_What to work on_
A. List every quarterback named in the article on the Steelers offense.
B. Return everything in the article on the Steelers offense from "Pickens and fellow" down to "without a brace.".

---------- Selected excerpt

While there’s never a comfort in moving on from a franchise quarterback, the Pittsburgh Steelers—and perhaps more so their fans—are optimistic about the directions in which they can take the offense in the aftermath of Ben Roethlisberger’s retirement.
As good as he was, for as long as he played, the Steelers were somewhat limited in what they would run on offense with Roethlisberger under center—or rather, out of the shotgun. New offensive coordinator Matt Canada introduced or accentuated certain concepts, but it was far from his complete vision.
With a new quarterback under center and new weapons, including second-round pick George Pickens, everybody seems to think that we will see the group look different this year. That includes Pickens himself, who talked to Missi Matthews for the team’s website about a number of topics, including the offense amidst the transition from Roethlisberger to the next era.
“I think it’s making it into like a modern type of offense, a modern type of game style”, he told Matthews, “with the new quarterbacks coming in such as Kenny [Pickett], you’ve got [Mitch] Trubisky, you got a few other guys, too. Ben brought, I wouldn’t say an old-school, but a different style of play to the Steelers”.
Pickens was obviously not here to play with Roethlisberger, but like everybody else, he’s had a television. He’s surely watched Steelers games. And he’s obviously talked to the coaches, including head coach Mike Tomlin and Canada, who will have explained to him their intentions.
“That was different type of play style, but now I feel like it’s an RPO, play-action pass” style of offense, he said of what he expects to see on the field when he is lining up with Diontae Johnson, Chase Claypool, and company. “Everything’s gonna be a lot faster, for sure”.
Pickens and fellow rookie wide receiver Calvin Austin III will help them pick up that pace, as both players timed fast, and will add a greater level of explosiveness to the offense. The former is, of course, coming back from a torn ACL, so his top speed in September should be even better than what he timed at his Pro Day recently, which he said was the first time since the injury that he ran without a brace.
The ‘Canada offense’, though, remains a projection until we actually see it. No matter how he may have been limited last season with the cards he was dealt, his offense did not perform well in 2021, and that ultimately reflects on him. A good offensive coordinator figures out how to work with what he’s got.
This offseason, the Steelers have tried to get what works with Canada’s offense, so we should hopefully get a better sense of exactly what this is all supposed to look like. And if it actually works on the field as well as on paper.

--------------------
---------- Source material

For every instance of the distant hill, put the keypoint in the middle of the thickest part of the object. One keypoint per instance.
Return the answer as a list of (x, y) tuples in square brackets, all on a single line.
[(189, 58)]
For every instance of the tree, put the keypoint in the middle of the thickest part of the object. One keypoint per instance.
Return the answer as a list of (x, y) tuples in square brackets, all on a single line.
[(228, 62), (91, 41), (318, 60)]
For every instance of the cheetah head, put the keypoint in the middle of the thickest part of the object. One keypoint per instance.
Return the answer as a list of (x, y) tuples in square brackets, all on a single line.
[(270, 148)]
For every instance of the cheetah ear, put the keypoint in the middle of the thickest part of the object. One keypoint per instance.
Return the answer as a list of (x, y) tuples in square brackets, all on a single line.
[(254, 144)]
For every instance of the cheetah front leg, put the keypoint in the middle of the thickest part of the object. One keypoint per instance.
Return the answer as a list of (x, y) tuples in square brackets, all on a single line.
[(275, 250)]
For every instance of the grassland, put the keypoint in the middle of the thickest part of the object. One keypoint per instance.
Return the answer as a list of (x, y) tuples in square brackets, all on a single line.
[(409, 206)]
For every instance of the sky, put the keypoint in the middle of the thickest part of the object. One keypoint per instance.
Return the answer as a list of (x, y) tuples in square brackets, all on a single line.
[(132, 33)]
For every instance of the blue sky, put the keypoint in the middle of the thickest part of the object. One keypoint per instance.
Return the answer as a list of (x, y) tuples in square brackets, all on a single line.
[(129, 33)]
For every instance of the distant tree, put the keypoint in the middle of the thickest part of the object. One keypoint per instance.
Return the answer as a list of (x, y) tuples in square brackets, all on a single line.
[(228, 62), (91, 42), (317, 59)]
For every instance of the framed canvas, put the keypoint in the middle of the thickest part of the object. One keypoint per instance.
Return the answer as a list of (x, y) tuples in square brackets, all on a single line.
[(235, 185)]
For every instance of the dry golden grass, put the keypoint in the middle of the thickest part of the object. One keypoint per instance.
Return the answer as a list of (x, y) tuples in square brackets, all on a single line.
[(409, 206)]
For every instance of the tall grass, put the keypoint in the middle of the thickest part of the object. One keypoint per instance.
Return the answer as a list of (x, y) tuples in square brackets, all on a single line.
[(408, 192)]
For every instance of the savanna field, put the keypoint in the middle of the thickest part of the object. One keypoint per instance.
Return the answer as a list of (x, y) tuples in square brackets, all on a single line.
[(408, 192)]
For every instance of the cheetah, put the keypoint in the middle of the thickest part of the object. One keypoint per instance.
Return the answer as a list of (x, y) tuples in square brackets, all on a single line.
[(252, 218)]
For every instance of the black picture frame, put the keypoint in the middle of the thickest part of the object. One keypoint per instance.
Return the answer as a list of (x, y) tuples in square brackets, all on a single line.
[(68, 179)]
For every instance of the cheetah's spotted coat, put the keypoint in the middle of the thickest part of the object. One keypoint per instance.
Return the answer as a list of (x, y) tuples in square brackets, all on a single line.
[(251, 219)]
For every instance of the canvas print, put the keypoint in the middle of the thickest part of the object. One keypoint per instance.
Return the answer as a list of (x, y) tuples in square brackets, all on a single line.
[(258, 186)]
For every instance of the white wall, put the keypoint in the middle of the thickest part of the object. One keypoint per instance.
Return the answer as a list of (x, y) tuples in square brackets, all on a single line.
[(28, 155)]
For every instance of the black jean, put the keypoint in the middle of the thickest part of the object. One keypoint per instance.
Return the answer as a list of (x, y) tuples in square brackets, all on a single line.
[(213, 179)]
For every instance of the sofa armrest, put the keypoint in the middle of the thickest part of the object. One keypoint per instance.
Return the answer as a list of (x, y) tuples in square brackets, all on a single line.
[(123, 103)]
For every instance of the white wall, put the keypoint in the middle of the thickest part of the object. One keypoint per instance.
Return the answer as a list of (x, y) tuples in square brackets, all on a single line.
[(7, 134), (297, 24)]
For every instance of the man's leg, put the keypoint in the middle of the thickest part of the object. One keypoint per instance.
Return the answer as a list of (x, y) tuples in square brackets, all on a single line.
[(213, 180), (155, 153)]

--------------------

_Responses for each task_
A. Ben Roethlisberger, Kenny Pickett, Mitch Trubisky

B.
Pickens and fellow rookie wide receiver Calvin Austin III will help them pick up that pace, as both players timed fast, and will add a greater level of explosiveness to the offense. The former is, of course, coming back from a torn ACL, so his top speed in September should be even better than what he timed at his Pro Day recently, which he said was the first time since the injury that he ran without a brace.